**Excerpted data:**
========
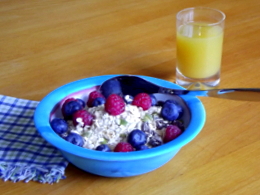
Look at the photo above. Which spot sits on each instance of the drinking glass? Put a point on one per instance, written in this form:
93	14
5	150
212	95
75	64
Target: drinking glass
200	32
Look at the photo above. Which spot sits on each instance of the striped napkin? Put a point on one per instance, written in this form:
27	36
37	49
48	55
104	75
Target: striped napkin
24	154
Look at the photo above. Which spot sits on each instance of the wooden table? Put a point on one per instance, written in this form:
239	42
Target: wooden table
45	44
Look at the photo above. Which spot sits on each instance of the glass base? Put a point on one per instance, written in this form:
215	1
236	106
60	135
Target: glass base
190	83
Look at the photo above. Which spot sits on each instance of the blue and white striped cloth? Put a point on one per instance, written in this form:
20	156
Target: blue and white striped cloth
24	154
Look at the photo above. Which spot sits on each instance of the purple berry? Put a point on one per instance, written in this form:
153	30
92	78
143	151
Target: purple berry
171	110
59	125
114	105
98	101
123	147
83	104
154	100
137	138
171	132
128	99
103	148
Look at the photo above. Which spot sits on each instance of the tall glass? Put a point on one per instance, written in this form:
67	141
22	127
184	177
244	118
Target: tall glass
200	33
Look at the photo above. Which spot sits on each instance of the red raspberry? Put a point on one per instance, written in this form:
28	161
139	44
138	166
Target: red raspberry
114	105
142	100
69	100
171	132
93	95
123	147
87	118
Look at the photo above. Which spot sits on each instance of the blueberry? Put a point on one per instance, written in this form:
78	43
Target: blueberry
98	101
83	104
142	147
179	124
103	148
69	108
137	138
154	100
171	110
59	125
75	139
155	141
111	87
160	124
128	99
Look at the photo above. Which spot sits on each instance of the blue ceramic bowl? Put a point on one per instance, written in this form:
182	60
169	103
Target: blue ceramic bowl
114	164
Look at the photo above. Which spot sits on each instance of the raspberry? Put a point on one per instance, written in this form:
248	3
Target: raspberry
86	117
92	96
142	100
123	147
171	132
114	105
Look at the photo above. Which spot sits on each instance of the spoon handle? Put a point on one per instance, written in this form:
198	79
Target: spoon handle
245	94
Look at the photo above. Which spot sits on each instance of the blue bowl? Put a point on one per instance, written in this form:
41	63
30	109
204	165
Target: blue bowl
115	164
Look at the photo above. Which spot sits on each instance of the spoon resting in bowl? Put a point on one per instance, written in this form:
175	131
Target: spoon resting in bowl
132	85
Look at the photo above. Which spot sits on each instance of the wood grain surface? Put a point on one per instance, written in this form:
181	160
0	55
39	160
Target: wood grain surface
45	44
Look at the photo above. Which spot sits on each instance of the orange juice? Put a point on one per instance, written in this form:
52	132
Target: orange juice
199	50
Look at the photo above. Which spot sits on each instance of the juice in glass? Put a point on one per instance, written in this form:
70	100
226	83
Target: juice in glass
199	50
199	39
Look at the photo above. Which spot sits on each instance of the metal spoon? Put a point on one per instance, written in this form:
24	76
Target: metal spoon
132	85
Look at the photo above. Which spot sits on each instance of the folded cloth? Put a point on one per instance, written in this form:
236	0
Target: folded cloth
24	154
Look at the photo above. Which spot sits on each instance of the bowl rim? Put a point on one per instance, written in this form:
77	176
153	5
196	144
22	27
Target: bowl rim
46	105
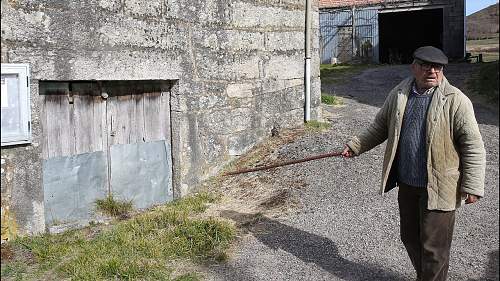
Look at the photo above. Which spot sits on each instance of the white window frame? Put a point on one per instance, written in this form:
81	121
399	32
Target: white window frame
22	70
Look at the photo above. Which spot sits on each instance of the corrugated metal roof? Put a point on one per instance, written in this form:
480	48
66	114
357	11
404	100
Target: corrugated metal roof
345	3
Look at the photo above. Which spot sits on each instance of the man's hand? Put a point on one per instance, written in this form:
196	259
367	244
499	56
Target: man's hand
========
**Challenge:** Please reproduce nothing but the lines from the one containing "of the folded" through the closing line of the listing, retyped word for word, pictures excluded.

**Exercise output:**
Look at the photo above. Which spot sits on each instance of the folded cloth? Put a point on one per instance, written in this form:
236	0
Target: folded cloth
24	154
Look at the photo above. Which spot sits on each instance of the bowl rim? Put a point on one per instance, written in this form:
77	176
153	5
196	144
22	27
Target: bowl rim
46	105
Look at the photo above. Which spot sits on each instance of the white window frame? Put a point on one per instance, written in this form:
81	121
399	32
Target: white window frame
22	70
Look at the photo above. Which spot sits on each instance of the corrugated metal roof? Put a point on one per instance, written in this form:
480	48
66	114
357	11
404	100
Target: corrugated metal roof
345	3
Look at the photo above. Which spot sits on each instance of the man's hand? Put a point on one per instance, written in this form:
196	259
367	244
499	56
Target: man's hand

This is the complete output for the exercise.